Ibama indicou que foram recolhidas quase 4 mil toneladas de resíduos de óleo das praias

Recuperação: exército retira óleo na praia de Itapuma, em Cabo de Santo Agostinho (Diego Nigro/Reuters)

Recuperação: exército retira óleo na praia de Itapuma, em Cabo de Santo Agostinho (Diego Nigro/Reuters)

EC

Estadão Conteúdo

Publicado em 5 de novembro de 2019 às 08h33.

Última atualização em 5 de novembro de 2019 às 08h35.

São Paulo — O presidente do Instituto Brasileiro do Meio Ambiente e dos Recursos Naturais Renováveis (Ibama), Eduardo Bim, disse ontem que a reparação do dano ambiental provocado pelo óleo em praias do Nordeste "com certeza" será na "casa dos bilhões". A responsabilização depende ainda da conclusão das investigações.

De acordo com Bim, mais de uma multa ambiental pode ser aplicada em casos desta proporção. Cada uma delas tem valor máximo de R$ 50 milhões.

Segundo o delegado Franco Perazzoni, chefe do serviço de geointeligência da Polícia Federal, diversas medidas de "descapitalização" do responsável pela tragédia também são possíveis, além da multa, como sequestro de bens e arresto.

Ele disse que os danos pelo derramamento de óleo são de "tal monta" que acabam sendo irreparáveis. A pena para crimes como de poluição, não notificar incidentes ao mar e delito ambiental pode chegar a 10 anos, segundo Perazzoni.

Advogados ouvidos pelo Estado avaliaram que, além da questão ambiental, também poderão ser cobradas indenizações pelo prejuízo causado a trabalhadores, como pescadores e donos de pousadas em áreas turísticas afetadas. No caso da pesca, há relatos de dificuldade em vender os produtos, uma vez que a população teme a contaminação.
____________
■ Instrução escrita 1 ■
Responda às perguntas abaixo com base na notícia sobre o óleo nas praias do Nordeste.
(a) Qual é o valor máximo de cada multa ambiental?
(b) Até quantos anos pode chegar a pena para crimes como o de poluição, segundo Perazzoni?
(c) Que trabalhadores são citados como exemplos de quem pode receber indenizações?
■ Instrução escrita 2 ■
Transcreva da notícia sobre o óleo nas praias do Nordeste o trecho que vai de "De acordo com" a "anos, segundo Perazzoni.".

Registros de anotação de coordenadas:
____________
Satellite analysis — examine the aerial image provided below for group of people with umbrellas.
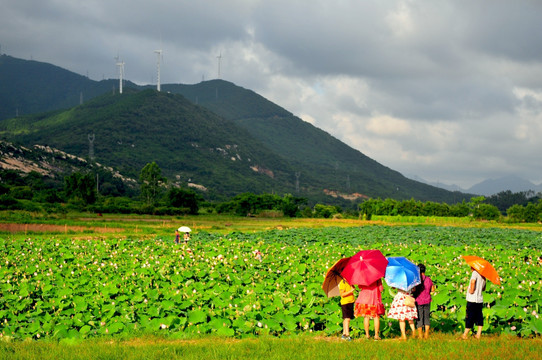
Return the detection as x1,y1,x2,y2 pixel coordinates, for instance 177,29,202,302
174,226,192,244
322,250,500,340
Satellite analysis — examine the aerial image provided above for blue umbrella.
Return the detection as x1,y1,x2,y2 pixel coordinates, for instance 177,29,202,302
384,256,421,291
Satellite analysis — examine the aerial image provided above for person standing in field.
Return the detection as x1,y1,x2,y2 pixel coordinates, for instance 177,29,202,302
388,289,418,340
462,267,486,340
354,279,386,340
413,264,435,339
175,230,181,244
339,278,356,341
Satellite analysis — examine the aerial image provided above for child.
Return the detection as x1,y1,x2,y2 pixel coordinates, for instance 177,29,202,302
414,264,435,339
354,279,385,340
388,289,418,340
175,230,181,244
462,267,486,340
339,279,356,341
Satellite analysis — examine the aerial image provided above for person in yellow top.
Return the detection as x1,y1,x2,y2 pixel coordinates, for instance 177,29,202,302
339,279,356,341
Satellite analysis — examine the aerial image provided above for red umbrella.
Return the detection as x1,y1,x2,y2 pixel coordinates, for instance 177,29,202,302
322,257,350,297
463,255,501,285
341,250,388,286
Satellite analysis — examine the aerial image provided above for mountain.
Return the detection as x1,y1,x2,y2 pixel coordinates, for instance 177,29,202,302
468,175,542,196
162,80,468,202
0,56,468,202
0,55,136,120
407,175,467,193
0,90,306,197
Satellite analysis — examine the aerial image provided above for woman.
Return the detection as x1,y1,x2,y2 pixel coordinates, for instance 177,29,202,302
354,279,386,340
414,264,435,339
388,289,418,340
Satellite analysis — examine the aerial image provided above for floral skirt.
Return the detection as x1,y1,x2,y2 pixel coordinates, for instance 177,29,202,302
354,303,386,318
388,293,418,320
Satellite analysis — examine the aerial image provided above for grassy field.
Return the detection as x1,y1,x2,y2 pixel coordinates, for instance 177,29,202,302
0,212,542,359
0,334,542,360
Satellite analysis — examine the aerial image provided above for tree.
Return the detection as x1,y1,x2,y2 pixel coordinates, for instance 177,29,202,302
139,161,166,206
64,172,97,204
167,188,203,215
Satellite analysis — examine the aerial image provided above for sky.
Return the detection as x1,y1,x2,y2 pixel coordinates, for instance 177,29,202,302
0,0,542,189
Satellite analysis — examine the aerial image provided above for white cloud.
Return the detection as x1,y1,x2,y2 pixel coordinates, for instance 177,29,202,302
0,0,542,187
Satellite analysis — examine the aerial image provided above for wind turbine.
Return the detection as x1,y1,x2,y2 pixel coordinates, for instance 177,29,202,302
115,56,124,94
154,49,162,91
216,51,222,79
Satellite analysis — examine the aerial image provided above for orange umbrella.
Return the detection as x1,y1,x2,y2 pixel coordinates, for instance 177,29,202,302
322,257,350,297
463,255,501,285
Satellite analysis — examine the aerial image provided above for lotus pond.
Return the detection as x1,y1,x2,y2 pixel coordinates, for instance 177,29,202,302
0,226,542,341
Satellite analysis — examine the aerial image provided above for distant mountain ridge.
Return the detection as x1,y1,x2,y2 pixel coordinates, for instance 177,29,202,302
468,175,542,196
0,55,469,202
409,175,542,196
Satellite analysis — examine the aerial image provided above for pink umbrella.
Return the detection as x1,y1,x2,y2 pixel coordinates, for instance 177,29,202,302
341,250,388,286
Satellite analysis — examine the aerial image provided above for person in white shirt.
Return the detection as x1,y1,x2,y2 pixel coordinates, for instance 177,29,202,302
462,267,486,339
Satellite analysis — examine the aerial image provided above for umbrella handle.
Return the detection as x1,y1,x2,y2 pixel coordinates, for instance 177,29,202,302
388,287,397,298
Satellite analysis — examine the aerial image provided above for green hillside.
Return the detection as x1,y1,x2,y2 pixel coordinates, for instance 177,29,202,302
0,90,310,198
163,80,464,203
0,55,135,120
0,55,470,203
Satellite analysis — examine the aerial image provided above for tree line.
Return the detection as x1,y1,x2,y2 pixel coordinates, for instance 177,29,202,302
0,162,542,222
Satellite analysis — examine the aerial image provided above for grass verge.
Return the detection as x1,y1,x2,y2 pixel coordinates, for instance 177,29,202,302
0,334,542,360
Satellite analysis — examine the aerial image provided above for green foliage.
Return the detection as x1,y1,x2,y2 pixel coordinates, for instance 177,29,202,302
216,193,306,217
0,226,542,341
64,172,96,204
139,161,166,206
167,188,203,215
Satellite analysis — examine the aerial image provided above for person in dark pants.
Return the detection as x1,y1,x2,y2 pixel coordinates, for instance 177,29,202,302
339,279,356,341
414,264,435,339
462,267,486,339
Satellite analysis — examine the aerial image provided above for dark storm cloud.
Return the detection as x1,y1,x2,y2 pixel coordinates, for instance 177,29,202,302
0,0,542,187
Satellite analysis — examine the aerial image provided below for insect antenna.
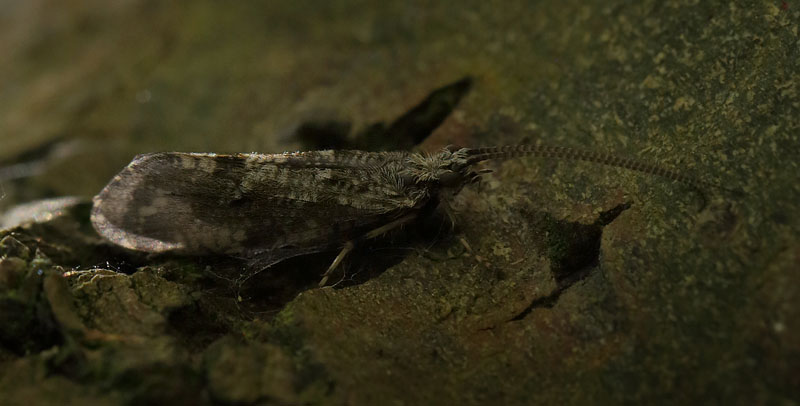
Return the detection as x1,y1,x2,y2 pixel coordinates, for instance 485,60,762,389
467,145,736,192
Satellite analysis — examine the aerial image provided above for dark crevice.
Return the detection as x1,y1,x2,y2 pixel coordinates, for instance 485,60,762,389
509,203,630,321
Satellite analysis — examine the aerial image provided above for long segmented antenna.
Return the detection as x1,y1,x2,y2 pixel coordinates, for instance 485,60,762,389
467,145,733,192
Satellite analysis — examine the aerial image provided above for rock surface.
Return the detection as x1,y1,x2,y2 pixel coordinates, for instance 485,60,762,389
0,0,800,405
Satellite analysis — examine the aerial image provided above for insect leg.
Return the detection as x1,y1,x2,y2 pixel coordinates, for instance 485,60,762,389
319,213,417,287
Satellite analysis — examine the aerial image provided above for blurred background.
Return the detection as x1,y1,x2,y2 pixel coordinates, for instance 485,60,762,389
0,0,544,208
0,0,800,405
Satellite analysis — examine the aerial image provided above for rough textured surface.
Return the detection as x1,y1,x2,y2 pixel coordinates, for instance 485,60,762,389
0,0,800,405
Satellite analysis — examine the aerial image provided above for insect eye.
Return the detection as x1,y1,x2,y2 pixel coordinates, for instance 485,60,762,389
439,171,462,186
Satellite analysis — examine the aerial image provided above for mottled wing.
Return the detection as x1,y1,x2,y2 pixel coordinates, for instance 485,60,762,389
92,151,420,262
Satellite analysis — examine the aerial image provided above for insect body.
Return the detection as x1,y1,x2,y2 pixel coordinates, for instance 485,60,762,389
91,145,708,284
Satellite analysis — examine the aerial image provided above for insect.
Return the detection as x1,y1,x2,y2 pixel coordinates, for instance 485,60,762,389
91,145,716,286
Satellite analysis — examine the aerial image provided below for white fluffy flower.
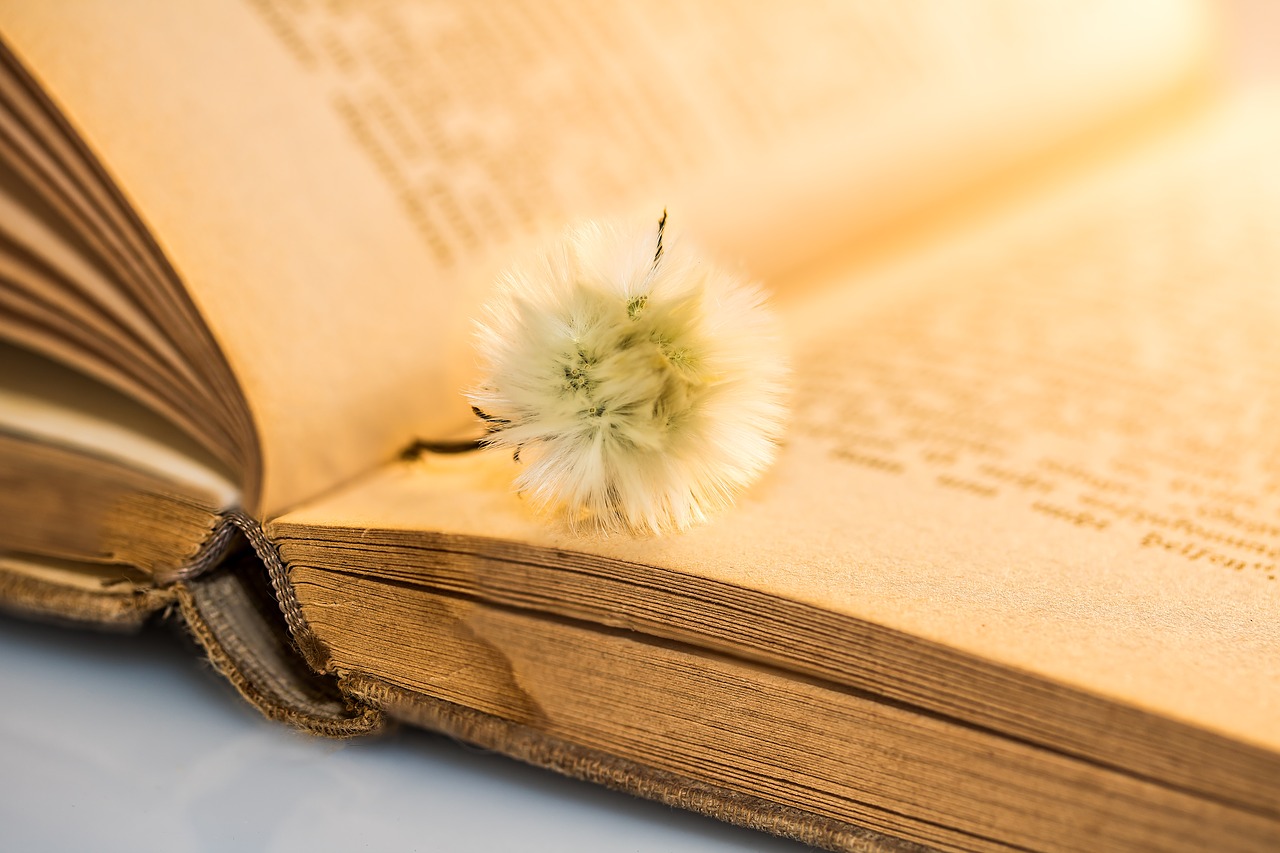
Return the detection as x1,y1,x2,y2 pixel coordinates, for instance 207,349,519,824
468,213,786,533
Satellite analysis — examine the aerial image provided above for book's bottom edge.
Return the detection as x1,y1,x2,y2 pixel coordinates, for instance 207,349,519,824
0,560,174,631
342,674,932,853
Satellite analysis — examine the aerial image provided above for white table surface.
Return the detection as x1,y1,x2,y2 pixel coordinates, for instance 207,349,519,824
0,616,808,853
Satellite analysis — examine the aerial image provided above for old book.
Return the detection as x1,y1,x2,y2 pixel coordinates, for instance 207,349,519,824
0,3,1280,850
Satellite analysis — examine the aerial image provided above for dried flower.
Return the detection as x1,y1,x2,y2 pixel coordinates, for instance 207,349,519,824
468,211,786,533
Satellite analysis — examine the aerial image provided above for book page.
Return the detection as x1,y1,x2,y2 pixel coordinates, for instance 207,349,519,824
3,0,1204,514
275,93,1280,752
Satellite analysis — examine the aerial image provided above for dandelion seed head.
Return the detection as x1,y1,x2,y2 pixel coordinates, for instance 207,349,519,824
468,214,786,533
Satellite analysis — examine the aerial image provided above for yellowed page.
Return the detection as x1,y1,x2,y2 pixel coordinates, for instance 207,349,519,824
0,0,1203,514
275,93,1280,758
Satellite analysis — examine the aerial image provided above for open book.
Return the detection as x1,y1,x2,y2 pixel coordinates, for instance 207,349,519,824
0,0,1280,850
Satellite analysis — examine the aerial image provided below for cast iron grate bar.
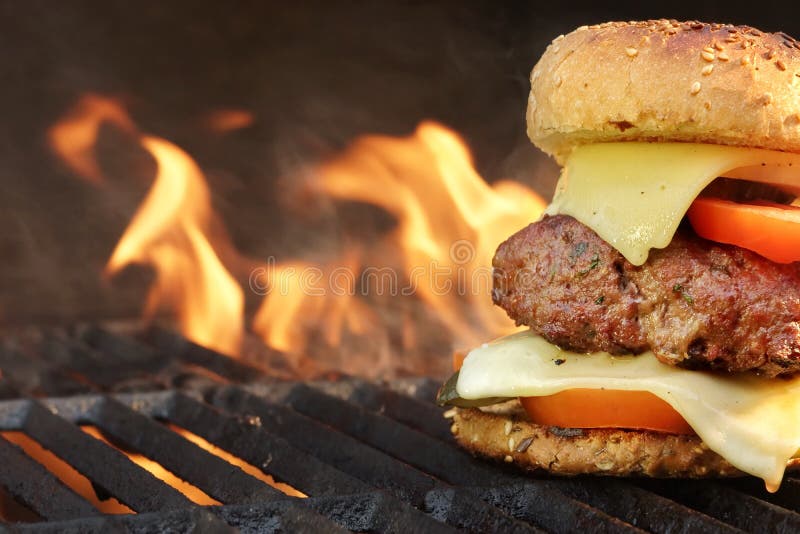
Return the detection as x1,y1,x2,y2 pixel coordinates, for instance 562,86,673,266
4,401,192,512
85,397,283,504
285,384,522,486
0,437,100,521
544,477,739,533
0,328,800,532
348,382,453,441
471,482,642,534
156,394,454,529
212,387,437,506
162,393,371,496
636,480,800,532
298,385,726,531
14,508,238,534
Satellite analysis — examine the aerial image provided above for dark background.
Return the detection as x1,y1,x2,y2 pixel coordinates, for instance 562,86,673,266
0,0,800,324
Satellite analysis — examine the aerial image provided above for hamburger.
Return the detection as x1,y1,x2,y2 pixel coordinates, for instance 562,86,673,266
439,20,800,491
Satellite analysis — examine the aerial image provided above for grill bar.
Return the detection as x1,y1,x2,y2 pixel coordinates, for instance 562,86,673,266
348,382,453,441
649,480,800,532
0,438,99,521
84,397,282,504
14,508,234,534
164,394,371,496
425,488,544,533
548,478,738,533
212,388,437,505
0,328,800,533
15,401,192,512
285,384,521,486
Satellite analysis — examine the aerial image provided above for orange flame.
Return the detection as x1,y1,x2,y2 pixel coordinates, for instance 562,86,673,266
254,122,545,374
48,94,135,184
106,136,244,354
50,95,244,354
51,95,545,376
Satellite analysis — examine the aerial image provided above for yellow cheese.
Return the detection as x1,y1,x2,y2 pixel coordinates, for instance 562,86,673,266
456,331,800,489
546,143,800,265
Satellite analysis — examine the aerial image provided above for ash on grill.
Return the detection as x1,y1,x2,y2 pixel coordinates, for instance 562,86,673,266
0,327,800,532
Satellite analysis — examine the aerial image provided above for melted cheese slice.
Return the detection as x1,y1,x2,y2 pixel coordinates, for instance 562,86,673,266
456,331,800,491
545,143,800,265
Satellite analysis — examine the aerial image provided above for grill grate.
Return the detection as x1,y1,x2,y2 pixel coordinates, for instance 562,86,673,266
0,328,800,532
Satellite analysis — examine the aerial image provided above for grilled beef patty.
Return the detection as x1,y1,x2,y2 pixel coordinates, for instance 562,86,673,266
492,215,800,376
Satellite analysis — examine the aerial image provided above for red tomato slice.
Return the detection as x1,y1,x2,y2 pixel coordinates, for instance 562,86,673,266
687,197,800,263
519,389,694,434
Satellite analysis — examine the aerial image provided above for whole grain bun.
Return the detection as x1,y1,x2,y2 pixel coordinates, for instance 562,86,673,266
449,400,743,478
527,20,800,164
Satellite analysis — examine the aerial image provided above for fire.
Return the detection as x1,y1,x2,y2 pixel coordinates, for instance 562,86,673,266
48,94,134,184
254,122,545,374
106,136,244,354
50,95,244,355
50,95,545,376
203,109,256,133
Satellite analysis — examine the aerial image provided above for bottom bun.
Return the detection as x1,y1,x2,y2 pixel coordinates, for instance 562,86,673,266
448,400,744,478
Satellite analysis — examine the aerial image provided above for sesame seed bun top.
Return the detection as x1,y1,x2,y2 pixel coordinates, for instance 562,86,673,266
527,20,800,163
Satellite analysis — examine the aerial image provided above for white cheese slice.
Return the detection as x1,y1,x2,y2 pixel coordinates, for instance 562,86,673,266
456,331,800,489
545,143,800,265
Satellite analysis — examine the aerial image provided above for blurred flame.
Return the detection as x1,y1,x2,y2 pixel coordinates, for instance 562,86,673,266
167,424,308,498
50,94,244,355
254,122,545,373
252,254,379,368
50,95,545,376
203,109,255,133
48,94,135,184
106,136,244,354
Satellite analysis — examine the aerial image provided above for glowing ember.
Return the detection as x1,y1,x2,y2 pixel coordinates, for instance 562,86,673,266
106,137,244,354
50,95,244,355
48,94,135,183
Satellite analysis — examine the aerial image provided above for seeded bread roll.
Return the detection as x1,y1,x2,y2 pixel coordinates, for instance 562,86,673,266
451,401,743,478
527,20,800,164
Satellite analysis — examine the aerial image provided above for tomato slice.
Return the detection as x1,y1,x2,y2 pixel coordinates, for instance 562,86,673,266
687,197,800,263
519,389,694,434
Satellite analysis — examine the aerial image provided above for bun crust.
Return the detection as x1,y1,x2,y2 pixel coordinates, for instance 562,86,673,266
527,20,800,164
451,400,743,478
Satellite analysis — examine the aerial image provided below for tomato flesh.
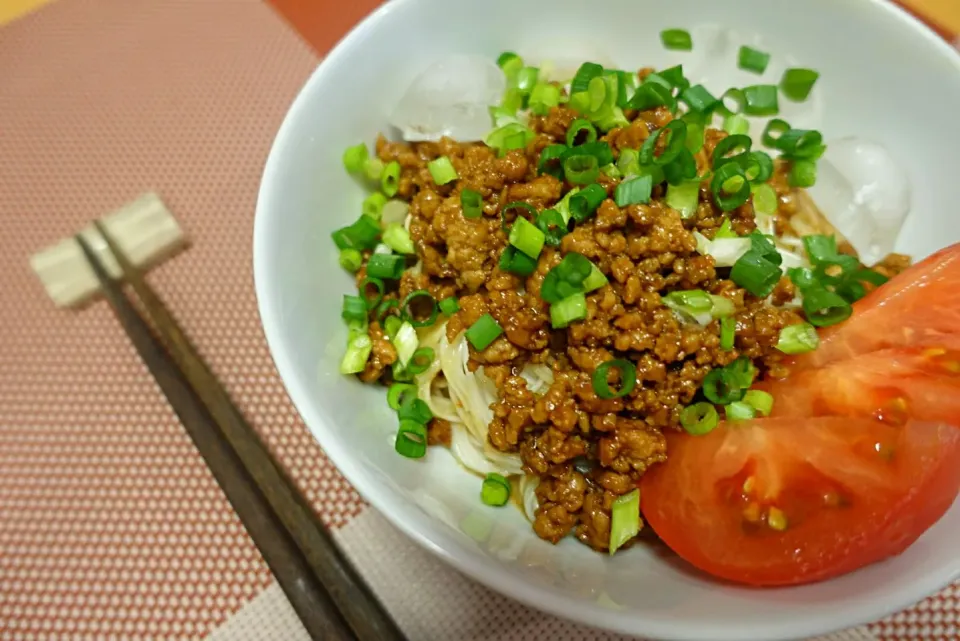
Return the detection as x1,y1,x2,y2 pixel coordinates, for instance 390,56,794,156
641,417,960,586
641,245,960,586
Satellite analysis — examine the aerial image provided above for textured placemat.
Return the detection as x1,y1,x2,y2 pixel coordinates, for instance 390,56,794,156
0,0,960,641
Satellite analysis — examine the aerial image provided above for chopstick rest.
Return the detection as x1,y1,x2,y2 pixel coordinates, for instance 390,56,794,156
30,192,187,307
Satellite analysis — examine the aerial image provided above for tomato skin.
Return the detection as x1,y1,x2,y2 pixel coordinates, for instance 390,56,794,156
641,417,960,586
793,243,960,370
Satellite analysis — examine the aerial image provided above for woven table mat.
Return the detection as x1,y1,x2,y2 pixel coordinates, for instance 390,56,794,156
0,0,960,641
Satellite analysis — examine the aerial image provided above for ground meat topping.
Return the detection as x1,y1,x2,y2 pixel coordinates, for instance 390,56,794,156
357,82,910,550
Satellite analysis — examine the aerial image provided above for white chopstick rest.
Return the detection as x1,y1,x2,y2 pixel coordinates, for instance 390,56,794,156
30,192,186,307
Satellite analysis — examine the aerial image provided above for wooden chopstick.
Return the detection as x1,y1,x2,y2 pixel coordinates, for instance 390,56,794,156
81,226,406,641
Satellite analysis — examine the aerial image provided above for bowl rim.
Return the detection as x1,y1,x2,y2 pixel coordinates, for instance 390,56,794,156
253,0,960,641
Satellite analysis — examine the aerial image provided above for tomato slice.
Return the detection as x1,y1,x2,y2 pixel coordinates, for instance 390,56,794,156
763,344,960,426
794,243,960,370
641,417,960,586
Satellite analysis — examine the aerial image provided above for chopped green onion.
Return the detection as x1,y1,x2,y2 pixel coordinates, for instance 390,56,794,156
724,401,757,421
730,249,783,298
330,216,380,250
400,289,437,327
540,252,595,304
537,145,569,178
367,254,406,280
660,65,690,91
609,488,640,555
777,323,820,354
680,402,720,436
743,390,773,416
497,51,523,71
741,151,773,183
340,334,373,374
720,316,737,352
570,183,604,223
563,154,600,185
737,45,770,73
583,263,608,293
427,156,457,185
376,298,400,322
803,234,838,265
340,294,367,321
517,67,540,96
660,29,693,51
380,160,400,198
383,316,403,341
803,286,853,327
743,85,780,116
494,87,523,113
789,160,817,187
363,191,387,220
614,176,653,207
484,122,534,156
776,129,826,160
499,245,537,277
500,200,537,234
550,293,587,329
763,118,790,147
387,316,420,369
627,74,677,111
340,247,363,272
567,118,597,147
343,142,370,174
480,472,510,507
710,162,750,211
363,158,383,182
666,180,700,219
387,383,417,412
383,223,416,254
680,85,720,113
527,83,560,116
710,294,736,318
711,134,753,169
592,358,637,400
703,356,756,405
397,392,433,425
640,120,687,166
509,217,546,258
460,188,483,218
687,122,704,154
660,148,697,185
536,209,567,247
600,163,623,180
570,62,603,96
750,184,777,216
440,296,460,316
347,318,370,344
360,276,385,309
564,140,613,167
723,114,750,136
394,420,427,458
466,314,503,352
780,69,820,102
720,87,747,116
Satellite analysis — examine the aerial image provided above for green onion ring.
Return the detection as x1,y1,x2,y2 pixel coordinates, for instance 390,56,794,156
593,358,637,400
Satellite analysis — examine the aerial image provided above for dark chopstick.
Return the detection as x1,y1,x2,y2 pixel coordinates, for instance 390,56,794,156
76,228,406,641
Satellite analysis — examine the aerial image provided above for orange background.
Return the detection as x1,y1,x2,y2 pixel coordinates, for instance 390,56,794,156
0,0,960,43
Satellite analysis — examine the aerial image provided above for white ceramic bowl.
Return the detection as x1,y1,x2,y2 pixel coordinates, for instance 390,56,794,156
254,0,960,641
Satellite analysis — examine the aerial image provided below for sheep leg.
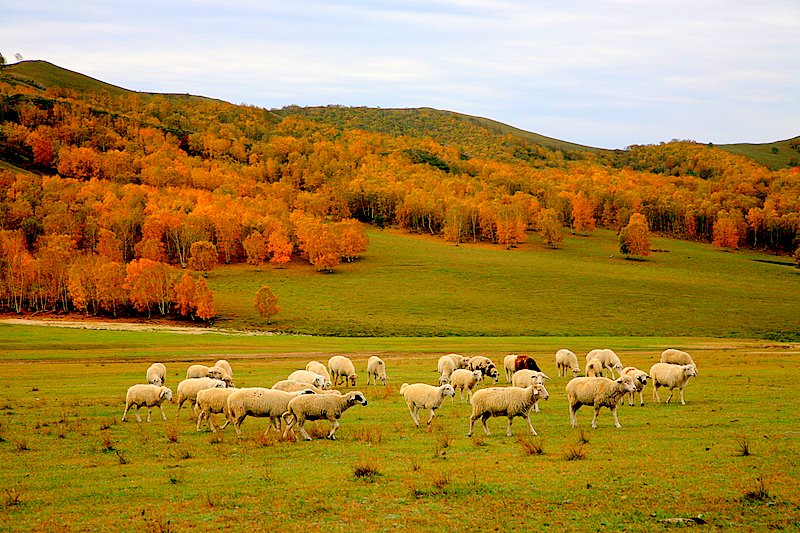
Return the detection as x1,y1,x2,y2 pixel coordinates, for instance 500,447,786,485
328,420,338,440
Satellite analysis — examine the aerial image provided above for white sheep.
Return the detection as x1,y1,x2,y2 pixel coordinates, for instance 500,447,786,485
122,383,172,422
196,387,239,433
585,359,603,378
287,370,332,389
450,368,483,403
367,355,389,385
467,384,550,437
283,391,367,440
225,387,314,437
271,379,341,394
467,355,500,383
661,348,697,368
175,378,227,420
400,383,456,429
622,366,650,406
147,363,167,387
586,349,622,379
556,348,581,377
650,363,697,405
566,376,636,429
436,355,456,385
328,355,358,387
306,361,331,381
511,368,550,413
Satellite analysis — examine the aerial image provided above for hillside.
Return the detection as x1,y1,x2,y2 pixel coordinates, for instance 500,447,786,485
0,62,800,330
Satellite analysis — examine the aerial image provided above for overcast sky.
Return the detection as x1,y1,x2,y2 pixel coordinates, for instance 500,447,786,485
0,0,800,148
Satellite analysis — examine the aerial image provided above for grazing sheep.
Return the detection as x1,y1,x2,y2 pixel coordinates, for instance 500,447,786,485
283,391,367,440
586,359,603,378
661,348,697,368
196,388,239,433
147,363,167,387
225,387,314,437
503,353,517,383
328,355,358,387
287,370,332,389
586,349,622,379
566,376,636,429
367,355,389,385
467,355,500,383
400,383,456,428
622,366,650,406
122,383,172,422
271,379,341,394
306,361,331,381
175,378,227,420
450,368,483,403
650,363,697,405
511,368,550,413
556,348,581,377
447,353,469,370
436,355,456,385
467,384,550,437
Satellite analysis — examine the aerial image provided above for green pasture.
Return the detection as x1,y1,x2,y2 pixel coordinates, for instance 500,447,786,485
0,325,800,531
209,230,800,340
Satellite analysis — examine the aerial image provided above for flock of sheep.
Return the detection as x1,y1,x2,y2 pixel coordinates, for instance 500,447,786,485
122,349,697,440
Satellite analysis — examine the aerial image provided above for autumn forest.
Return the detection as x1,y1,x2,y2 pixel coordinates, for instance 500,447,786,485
____________
■ Resposta 1 ■
(a) R$ 50 milhões.
(b) 10 anos.
(c) Pescadores e donos de pousadas em áreas turísticas afetadas.

■ Resposta 2 ■
De acordo com Bim, mais de uma multa ambiental pode ser aplicada em casos desta proporção. Cada uma delas tem valor máximo de R$ 50 milhões.

Segundo o delegado Franco Perazzoni, chefe do serviço de geointeligência da Polícia Federal, diversas medidas de "descapitalização" do responsável pela tragédia também são possíveis, além da multa, como sequestro de bens e arresto.

Ele disse que os danos pelo derramamento de óleo são de "tal monta" que acabam sendo irreparáveis. A pena para crimes como de poluição, não notificar incidentes ao mar e delito ambiental pode chegar a 10 anos, segundo Perazzoni.